_Image-grounded pointing data_
■ ■ ■ ■ ■

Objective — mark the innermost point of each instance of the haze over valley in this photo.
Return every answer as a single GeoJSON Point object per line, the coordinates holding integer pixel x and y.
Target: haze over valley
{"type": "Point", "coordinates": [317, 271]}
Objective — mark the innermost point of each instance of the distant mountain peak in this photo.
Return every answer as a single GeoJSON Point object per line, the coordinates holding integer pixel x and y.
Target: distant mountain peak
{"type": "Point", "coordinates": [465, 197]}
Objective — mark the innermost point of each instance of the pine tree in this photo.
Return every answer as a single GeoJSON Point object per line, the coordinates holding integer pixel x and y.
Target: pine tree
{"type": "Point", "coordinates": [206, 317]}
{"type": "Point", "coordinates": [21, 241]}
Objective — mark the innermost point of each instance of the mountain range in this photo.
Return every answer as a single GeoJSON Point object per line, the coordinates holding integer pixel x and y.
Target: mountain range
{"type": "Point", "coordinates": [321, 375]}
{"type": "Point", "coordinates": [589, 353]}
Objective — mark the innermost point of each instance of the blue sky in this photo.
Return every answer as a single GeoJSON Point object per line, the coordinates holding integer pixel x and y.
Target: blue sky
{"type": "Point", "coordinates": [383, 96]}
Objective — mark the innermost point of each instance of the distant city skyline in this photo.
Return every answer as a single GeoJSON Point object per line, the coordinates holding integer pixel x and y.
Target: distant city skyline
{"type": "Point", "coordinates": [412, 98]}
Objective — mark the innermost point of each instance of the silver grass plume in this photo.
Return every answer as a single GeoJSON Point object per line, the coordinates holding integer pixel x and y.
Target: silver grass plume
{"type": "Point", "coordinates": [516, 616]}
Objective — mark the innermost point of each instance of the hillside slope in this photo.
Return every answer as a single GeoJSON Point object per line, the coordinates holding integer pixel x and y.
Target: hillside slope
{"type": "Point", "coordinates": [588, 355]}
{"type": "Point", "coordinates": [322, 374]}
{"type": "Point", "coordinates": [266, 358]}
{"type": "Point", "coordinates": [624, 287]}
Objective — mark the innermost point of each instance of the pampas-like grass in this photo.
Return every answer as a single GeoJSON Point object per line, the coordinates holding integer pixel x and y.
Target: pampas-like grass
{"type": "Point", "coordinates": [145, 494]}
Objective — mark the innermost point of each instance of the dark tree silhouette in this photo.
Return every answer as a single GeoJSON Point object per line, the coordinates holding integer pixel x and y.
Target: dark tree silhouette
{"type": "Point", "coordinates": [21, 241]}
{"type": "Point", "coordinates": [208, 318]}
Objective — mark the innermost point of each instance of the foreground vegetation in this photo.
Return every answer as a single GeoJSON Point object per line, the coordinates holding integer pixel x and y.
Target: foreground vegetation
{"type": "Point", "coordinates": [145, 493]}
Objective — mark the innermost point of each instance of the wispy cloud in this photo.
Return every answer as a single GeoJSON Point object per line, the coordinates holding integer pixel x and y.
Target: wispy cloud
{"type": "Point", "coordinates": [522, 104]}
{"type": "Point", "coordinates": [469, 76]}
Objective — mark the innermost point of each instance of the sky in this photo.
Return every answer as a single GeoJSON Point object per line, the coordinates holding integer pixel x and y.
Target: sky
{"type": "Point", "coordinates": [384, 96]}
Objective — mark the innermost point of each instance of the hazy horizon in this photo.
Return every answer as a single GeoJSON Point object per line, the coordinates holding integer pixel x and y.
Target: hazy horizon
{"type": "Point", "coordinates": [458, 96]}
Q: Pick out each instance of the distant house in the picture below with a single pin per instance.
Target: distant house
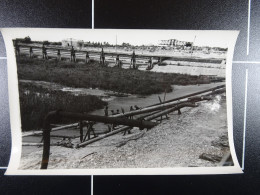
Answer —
(72, 42)
(175, 43)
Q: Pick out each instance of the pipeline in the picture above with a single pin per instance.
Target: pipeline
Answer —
(55, 115)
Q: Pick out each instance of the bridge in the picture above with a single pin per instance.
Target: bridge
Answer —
(107, 57)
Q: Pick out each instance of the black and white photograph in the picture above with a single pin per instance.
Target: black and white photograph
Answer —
(121, 101)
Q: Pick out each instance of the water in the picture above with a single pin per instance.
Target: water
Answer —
(143, 101)
(119, 103)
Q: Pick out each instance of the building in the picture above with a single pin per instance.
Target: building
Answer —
(174, 43)
(72, 42)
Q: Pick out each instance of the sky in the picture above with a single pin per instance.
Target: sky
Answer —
(134, 37)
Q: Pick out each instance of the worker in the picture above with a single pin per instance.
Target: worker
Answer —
(136, 107)
(131, 109)
(106, 111)
(73, 54)
(58, 55)
(31, 52)
(150, 63)
(87, 58)
(133, 61)
(17, 49)
(102, 57)
(44, 52)
(117, 61)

■ ■ ■ ■ ■

_EXERCISE GOAL_
Write out each line above with the word "Pick".

_TASK OUTPUT_
Q: Pick out each instance of the distant house in the picture below with a single pin per instance.
Q: Pick out each instance of the pipeline in the picture above with a single pin per instance.
Q: Pick out each instance of the bridge in the picture above with a single pin per instance.
Q: Pick out each instance of the black and white photograph in the picture above with a single pin per instance.
Q: Pick out each instance of the water in the picture above with a single pin per instance.
Q: Pick out each instance of the building in the picture above with a single pin per instance.
Q: Pick out each instance of the sky in the picture above with a single pin per instance.
Q: Pick out each instance of the worker in the picture above with a single pin per instance.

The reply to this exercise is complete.